## WRITTEN PROBLEM
Copy out the lines starting at the one containing "Reviewer note: confirm that each instance of the tree" and ending at the one containing "column 573, row 500", changing "tree line" to "hedgerow" and keeping everything else the same.

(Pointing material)
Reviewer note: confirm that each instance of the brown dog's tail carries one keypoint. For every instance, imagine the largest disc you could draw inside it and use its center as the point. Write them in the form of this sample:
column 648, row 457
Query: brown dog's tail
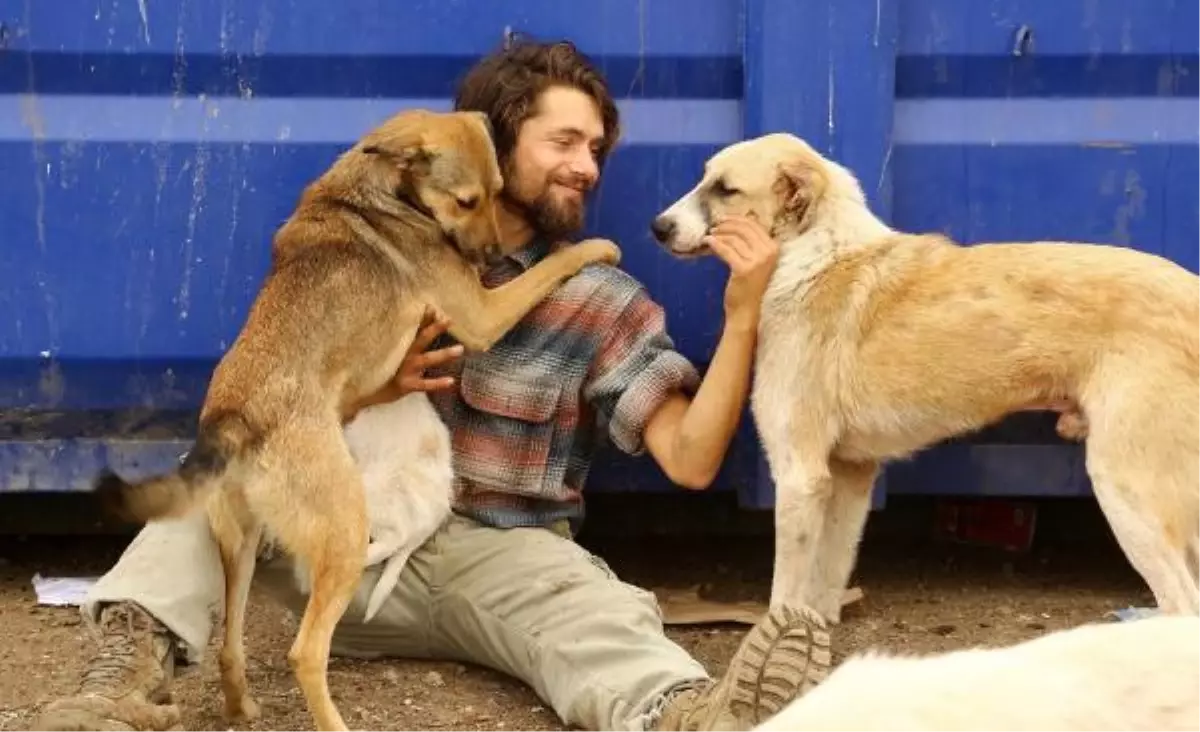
column 221, row 441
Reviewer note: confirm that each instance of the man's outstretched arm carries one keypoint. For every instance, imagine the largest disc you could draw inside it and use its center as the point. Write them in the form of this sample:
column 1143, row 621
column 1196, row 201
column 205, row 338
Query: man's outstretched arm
column 687, row 436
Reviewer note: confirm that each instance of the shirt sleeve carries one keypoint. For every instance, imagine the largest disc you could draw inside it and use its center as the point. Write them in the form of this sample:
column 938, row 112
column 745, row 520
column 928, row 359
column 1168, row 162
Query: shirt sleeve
column 635, row 370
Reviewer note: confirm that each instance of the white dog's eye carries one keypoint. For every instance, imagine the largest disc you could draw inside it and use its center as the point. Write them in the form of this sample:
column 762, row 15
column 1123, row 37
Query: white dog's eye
column 723, row 189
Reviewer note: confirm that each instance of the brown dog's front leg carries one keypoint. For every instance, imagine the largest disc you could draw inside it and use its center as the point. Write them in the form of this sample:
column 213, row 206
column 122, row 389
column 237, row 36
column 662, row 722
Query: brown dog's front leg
column 499, row 310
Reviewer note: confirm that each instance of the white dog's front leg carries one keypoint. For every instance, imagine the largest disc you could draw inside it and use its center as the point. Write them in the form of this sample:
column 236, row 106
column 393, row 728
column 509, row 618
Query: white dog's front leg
column 850, row 502
column 802, row 496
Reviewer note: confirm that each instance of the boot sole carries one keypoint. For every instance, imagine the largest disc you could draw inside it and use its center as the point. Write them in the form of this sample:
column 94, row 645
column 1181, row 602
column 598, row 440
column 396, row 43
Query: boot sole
column 785, row 655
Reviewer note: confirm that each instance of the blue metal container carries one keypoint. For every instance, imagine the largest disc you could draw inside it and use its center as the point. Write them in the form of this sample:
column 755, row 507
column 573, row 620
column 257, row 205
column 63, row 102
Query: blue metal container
column 150, row 149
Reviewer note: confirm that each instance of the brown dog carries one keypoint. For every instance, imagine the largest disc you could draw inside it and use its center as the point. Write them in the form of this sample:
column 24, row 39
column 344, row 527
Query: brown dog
column 399, row 223
column 876, row 343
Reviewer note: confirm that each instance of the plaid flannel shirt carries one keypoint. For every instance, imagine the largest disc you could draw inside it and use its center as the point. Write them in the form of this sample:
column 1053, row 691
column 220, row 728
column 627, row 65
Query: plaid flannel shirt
column 593, row 361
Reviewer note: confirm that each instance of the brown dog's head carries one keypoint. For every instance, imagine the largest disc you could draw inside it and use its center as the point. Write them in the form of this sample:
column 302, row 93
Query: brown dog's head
column 775, row 179
column 444, row 166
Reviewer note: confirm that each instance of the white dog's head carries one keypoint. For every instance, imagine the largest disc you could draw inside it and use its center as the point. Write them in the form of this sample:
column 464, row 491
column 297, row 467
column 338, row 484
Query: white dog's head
column 775, row 179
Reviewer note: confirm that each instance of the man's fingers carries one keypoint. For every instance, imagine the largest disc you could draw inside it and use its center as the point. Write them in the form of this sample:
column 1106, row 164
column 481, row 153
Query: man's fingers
column 423, row 384
column 754, row 237
column 429, row 333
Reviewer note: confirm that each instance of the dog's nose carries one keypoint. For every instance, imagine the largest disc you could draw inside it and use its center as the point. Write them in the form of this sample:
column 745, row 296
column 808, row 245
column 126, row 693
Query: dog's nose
column 663, row 228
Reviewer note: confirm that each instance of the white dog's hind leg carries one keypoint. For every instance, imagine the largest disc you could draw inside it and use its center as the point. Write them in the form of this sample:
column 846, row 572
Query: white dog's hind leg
column 1149, row 547
column 850, row 502
column 426, row 520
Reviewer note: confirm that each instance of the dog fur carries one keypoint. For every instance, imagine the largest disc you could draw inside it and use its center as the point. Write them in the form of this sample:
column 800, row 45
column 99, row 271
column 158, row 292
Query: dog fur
column 397, row 225
column 408, row 485
column 1103, row 677
column 875, row 343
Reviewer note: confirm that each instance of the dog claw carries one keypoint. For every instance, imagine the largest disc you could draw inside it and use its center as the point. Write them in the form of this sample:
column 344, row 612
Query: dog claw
column 244, row 712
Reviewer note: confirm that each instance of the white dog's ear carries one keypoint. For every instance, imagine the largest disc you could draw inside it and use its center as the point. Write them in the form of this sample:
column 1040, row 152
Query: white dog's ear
column 799, row 185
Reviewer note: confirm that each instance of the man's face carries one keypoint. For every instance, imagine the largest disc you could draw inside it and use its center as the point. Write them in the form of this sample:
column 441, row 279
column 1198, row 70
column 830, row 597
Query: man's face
column 553, row 166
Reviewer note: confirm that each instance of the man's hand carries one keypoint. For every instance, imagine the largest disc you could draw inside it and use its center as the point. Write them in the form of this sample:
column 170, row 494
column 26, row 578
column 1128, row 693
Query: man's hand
column 411, row 375
column 750, row 252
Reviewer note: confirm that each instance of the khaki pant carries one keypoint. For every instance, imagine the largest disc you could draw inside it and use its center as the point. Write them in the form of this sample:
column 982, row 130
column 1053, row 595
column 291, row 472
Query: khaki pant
column 523, row 601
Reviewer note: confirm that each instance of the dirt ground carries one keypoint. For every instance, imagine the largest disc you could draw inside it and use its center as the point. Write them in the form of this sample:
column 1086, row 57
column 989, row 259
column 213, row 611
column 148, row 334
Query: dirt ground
column 919, row 595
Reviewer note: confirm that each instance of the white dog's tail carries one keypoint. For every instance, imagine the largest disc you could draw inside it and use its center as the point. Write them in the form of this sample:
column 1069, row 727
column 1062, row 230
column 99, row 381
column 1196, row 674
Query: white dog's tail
column 388, row 579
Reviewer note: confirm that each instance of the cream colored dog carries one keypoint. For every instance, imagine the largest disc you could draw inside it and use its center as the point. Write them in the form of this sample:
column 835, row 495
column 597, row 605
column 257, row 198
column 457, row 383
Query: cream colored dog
column 1121, row 677
column 876, row 343
column 402, row 449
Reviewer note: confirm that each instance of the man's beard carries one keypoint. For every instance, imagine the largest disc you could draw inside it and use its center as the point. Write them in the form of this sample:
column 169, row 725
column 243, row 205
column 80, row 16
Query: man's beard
column 553, row 220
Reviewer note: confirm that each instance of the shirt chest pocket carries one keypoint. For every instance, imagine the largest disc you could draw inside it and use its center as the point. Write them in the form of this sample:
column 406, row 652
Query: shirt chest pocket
column 513, row 418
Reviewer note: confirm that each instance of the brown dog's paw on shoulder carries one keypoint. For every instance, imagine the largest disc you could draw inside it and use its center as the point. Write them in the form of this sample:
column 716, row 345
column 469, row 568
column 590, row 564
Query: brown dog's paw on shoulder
column 599, row 250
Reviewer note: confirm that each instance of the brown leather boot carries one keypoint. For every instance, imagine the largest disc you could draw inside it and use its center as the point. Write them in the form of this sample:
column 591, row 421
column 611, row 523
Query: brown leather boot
column 783, row 657
column 126, row 684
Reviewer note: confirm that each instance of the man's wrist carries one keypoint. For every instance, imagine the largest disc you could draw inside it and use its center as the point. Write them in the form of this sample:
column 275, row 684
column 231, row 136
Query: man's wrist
column 743, row 321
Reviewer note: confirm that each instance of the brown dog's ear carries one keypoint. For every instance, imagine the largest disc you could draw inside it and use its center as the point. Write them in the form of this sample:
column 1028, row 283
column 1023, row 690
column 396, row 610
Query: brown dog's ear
column 407, row 157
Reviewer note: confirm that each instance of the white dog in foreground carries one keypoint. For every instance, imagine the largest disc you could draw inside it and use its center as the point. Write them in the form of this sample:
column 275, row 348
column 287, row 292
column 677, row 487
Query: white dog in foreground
column 1143, row 676
column 403, row 450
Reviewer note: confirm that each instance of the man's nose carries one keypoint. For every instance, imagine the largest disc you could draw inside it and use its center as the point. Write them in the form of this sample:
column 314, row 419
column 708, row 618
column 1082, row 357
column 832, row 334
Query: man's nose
column 583, row 165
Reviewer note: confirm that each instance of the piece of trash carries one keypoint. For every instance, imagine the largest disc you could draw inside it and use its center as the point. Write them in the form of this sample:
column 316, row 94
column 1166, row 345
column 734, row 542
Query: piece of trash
column 61, row 592
column 1132, row 613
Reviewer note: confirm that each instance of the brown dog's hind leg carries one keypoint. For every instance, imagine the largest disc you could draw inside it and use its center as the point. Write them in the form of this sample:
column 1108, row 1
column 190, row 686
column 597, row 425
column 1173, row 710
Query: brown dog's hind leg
column 319, row 516
column 335, row 575
column 238, row 547
column 480, row 322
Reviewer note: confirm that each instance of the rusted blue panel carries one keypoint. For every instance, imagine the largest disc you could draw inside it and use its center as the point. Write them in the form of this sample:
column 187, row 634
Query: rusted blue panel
column 149, row 150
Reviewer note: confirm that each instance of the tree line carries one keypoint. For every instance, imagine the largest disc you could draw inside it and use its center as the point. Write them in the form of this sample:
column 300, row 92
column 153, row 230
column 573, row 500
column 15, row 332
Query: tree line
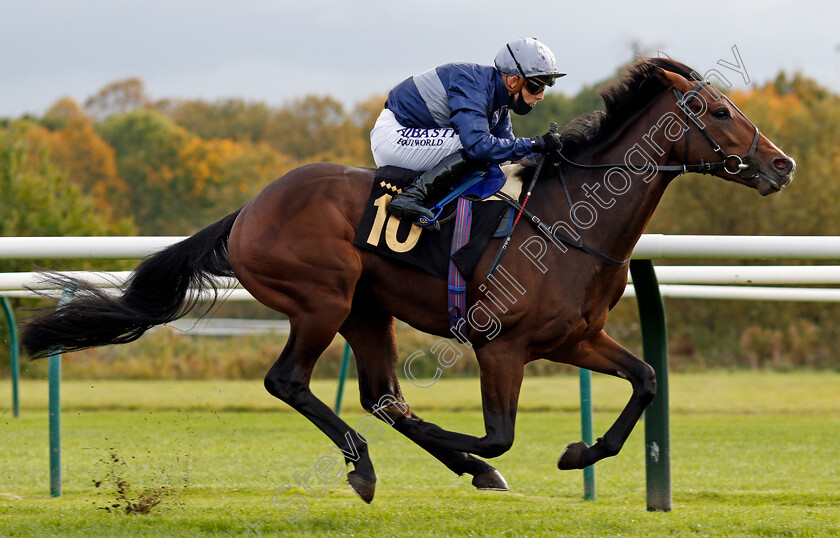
column 122, row 163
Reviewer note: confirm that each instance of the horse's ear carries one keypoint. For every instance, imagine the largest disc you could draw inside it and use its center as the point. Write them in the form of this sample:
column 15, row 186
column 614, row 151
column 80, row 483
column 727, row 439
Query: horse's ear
column 671, row 79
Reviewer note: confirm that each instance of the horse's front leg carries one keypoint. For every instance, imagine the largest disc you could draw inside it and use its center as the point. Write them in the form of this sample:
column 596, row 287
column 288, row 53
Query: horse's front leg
column 603, row 354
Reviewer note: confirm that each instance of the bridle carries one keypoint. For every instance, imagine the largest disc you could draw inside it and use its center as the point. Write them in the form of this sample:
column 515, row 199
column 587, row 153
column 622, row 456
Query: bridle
column 745, row 167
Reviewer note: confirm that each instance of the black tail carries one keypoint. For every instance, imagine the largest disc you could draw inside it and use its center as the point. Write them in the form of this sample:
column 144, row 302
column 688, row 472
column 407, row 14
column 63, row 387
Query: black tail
column 163, row 288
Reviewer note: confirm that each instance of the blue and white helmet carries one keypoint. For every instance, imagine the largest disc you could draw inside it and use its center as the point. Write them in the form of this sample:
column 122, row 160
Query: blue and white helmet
column 527, row 57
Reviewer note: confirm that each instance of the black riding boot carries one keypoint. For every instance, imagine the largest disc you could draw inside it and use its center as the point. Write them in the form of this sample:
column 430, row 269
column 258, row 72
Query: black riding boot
column 432, row 182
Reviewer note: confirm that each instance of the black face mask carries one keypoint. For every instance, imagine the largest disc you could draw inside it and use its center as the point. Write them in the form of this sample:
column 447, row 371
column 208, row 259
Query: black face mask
column 518, row 105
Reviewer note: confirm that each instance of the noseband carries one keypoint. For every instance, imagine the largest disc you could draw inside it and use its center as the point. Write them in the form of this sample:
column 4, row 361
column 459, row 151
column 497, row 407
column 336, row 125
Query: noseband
column 745, row 167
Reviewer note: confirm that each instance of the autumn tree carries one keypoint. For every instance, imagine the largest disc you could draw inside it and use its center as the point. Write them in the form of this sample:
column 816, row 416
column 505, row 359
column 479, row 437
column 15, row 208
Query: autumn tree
column 80, row 151
column 38, row 199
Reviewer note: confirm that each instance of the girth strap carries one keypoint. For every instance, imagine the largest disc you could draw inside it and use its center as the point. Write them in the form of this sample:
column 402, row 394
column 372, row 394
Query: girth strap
column 457, row 287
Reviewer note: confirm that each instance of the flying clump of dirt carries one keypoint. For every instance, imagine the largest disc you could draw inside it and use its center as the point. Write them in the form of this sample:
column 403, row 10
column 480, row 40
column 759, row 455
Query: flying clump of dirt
column 117, row 484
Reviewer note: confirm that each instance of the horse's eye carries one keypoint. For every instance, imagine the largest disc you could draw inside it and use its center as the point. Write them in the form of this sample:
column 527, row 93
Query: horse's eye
column 721, row 114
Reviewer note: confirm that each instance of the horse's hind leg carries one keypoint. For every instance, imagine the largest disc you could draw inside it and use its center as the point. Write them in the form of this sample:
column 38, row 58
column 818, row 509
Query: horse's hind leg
column 288, row 379
column 603, row 354
column 370, row 333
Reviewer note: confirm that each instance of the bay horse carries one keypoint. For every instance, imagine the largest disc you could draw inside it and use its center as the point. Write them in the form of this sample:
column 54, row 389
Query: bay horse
column 292, row 248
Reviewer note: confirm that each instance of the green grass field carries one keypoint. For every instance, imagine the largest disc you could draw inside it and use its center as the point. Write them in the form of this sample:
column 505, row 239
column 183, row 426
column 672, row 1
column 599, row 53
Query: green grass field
column 753, row 453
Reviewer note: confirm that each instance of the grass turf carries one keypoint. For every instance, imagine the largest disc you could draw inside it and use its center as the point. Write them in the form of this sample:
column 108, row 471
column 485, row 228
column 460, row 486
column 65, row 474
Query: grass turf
column 752, row 454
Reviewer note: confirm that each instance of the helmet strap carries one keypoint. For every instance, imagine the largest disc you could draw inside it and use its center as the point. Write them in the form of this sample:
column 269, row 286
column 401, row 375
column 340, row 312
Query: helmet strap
column 518, row 105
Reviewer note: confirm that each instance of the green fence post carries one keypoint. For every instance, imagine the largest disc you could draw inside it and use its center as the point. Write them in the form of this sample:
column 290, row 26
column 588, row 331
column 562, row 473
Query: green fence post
column 54, row 374
column 586, row 430
column 345, row 363
column 655, row 346
column 14, row 354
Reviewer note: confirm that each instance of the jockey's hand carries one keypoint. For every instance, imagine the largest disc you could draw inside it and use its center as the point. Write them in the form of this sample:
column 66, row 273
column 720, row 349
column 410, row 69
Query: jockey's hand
column 547, row 143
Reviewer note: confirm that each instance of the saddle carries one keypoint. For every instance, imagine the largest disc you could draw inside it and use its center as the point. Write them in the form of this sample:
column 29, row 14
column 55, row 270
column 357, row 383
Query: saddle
column 429, row 250
column 462, row 229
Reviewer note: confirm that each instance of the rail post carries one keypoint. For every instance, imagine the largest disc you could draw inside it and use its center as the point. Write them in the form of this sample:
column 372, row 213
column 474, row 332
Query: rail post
column 54, row 375
column 14, row 354
column 345, row 363
column 586, row 430
column 655, row 347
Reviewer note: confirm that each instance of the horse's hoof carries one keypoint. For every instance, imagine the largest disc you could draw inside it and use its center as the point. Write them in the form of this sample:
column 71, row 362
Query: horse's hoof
column 361, row 487
column 492, row 480
column 572, row 457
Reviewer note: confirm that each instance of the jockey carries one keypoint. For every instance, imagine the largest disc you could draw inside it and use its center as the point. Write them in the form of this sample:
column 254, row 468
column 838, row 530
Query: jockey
column 454, row 119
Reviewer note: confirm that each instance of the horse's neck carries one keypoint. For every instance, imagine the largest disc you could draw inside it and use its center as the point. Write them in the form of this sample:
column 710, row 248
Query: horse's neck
column 621, row 214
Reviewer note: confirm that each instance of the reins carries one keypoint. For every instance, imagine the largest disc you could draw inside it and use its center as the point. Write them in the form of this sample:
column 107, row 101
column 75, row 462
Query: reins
column 741, row 166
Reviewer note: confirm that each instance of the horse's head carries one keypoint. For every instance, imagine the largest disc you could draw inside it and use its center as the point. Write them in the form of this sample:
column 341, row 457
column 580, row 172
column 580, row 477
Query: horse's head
column 728, row 137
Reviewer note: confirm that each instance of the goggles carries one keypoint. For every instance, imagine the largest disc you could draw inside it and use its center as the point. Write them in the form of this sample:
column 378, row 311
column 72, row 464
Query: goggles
column 535, row 86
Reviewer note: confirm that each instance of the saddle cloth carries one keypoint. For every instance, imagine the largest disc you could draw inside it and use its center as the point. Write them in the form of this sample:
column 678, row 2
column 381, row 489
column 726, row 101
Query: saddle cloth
column 420, row 246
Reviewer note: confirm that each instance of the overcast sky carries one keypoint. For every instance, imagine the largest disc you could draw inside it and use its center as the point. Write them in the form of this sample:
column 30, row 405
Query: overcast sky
column 276, row 50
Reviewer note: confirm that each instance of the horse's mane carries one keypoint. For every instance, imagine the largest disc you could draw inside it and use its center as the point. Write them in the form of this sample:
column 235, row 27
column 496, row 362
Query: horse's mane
column 623, row 97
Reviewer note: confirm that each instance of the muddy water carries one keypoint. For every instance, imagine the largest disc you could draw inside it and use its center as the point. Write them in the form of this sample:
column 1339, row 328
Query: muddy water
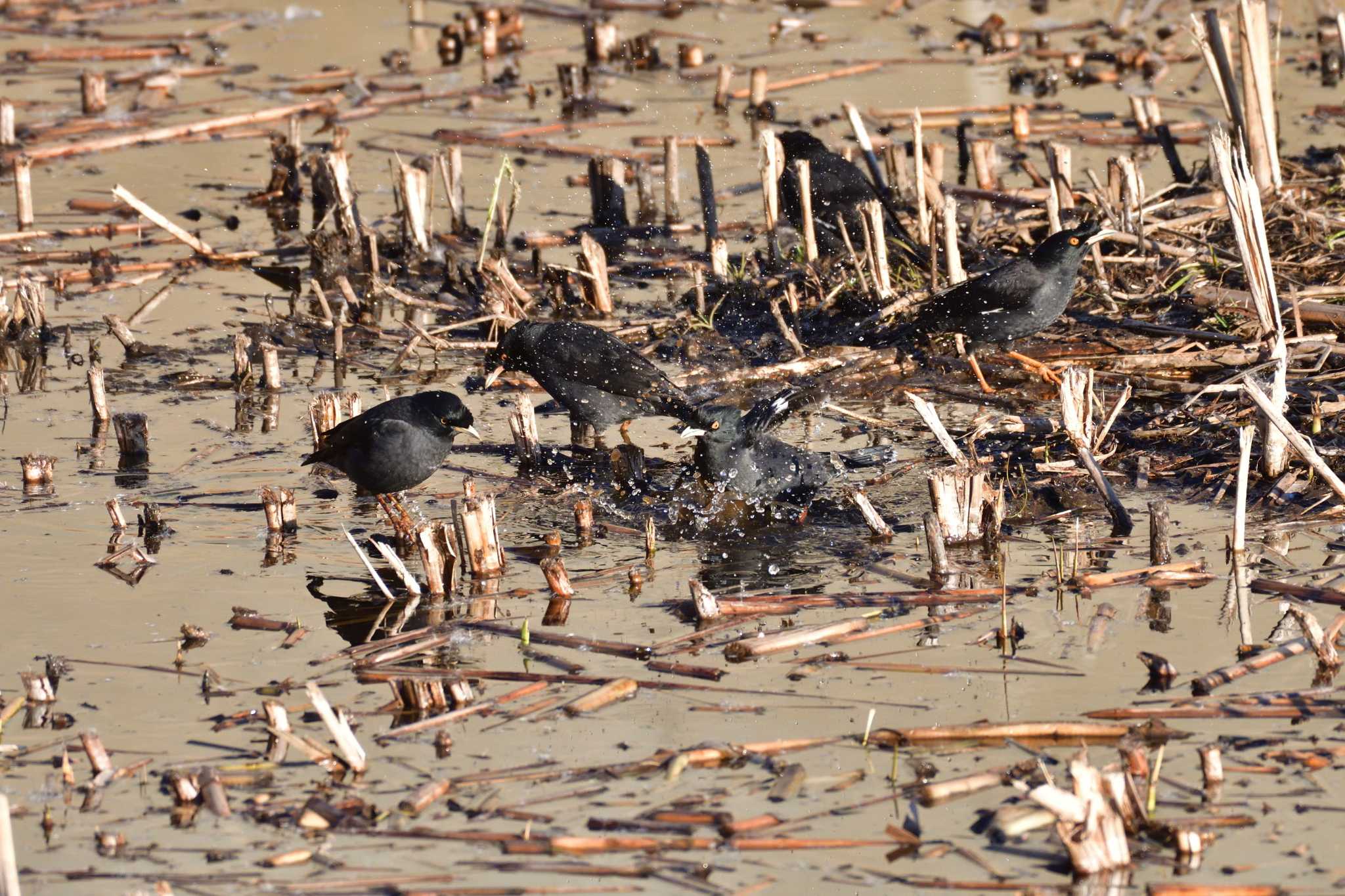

## EXPECTED ANSWER
Reviewer note: confirm that each instance of the hedgerow carries one keypoint. For every instance, imagine the largest disc you could draw inside it and use its center as the point. Write them in the form of this sample:
column 300, row 92
column 153, row 230
column 573, row 500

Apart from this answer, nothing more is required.